╭─ Text block
DesignGalleries

World's second biggest collection of works by (William) Morris & Co. at the Art Gallery of South Australia

World's second biggest collection of works by (William) Morris & Co. at the Art Gallery of South Australia
Morris and Co. tapestries, including Hanging (at left), designed by May Morris and emboidered by Mary Isobel Barr Smith (1890s) and The Adoration of the Magi (1900-02), designed 1887) by Edward Burne-Jones and John Henry Dearle, are among strong features of the reimagined Gallery 18 display at the Art Gallery of South Australia.
Image by Saul Steed, courtesy Art Gallery of South Australia

The Art Gallery of South Australia’s Morris & Co. display showcases the world’s second largest collection, after the Victoria and Albert Gallery in London, of the iconic works, including furniture, ceramics and textiles, inspired by William Morris.

Morris, one of the greatest and most prolific pattern designers of all time, was a 19th Century founder of Morris & Co. in England as decorative arts manufacturer and a retailer famous for its focus on handmade craftsmanship and making outstanding carpets, wallpapers, tapestries, ceramics, embroideries, furniture and textiles.

The abundance material for Art Gallery of South Australia display was due to the 279 works inherited from the progressive taste of Adelaide’s wealthy Barr-Smith family whose members extensively furnished seven large houses with Morris & Co. goods from 1884 to 1929. The Barr-Smith family was possibly Morris & Co.’s major international client. Robert Barr Smith had his own 152-page Morris & Co. wallpaper sample book.
╰─
**Short task**
From the text about the Morris & Co. collection, extract the passage starting with "Morris, one of" and going on through "wallpaper sample book.", copying it word for word. The entries that follow have no connection to the text about the Morris & Co. collection.
╭─ Dataset excerpts
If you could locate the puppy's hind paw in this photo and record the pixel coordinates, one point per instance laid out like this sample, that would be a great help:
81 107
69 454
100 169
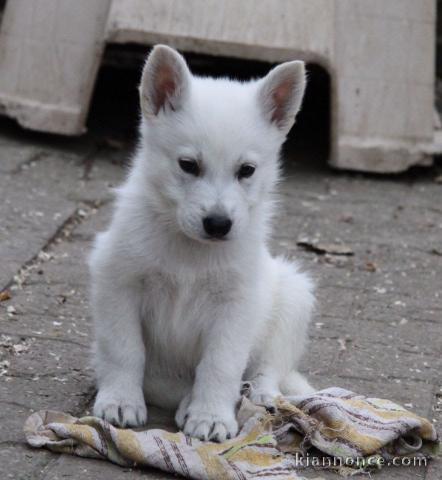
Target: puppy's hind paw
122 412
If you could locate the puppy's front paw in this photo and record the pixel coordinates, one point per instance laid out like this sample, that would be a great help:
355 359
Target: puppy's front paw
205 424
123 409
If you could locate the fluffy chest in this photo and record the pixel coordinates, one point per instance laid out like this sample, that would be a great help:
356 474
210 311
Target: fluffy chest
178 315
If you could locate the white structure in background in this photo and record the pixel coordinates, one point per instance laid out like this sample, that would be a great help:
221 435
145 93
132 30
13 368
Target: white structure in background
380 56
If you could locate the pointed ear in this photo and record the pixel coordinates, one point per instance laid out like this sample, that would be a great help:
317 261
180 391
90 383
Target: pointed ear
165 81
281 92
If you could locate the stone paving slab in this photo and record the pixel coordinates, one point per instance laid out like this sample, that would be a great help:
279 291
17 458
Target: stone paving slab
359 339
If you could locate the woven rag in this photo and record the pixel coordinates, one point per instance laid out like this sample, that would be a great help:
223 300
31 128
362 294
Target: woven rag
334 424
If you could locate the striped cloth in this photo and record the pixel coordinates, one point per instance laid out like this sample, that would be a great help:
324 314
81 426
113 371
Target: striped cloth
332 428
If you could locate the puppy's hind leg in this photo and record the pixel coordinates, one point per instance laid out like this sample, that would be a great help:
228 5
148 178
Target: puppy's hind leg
╰─
**Result**
Morris, one of the greatest and most prolific pattern designers of all time, was a 19th Century founder of Morris & Co. in England as decorative arts manufacturer and a retailer famous for its focus on handmade craftsmanship and making outstanding carpets, wallpapers, tapestries, ceramics, embroideries, furniture and textiles.

The abundance material for Art Gallery of South Australia display was due to the 279 works inherited from the progressive taste of Adelaide’s wealthy Barr-Smith family whose members extensively furnished seven large houses with Morris & Co. goods from 1884 to 1929. The Barr-Smith family was possibly Morris & Co.’s major international client. Robert Barr Smith had his own 152-page Morris & Co. wallpaper sample book.